EXERCISE:
Every entry below must be retyped exactly, and the pictures must be left out.

----- STUDY MATERIAL

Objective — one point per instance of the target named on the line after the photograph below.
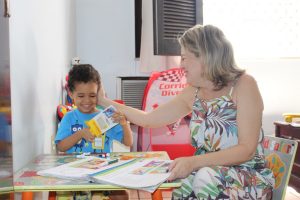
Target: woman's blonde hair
(211, 46)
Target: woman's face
(85, 96)
(192, 66)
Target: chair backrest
(280, 154)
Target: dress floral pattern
(213, 128)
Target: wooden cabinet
(289, 131)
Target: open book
(139, 173)
(81, 169)
(142, 174)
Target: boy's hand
(101, 94)
(87, 135)
(119, 117)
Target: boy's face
(85, 96)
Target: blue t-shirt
(74, 121)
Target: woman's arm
(164, 114)
(119, 117)
(249, 119)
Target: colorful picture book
(81, 169)
(142, 174)
(138, 173)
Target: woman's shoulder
(245, 80)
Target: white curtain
(148, 61)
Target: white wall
(106, 38)
(42, 43)
(279, 84)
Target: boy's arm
(127, 139)
(70, 141)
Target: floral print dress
(213, 127)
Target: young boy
(73, 134)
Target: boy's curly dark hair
(83, 73)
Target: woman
(226, 108)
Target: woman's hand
(87, 135)
(181, 167)
(119, 117)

----------

TASK ANSWER:
Objective — one point per instance of the target named on the line after the photograph below.
Target: woman's blonde hair
(211, 46)
Target: woman's face
(85, 96)
(192, 66)
Target: chair backrest
(280, 154)
Target: dress floral pattern
(213, 128)
Target: wooden cabinet
(289, 131)
Target: open book
(139, 173)
(81, 169)
(142, 174)
Target: boy's hand
(101, 94)
(87, 135)
(119, 117)
Target: boy's face
(85, 96)
Target: blue t-shirt
(74, 121)
Target: woman's arm
(164, 114)
(119, 117)
(249, 119)
Target: colorful picture book
(81, 169)
(142, 174)
(138, 173)
Target: woman's shoulder
(245, 80)
Target: white curtain
(148, 61)
Target: white wall
(106, 38)
(42, 43)
(279, 84)
Target: boy's arm
(127, 139)
(70, 141)
Target: floral print dress
(213, 127)
Target: young boy
(73, 134)
Target: boy's curly dark hair
(83, 73)
Target: woman
(226, 108)
Target: woman's hand
(87, 135)
(181, 167)
(119, 117)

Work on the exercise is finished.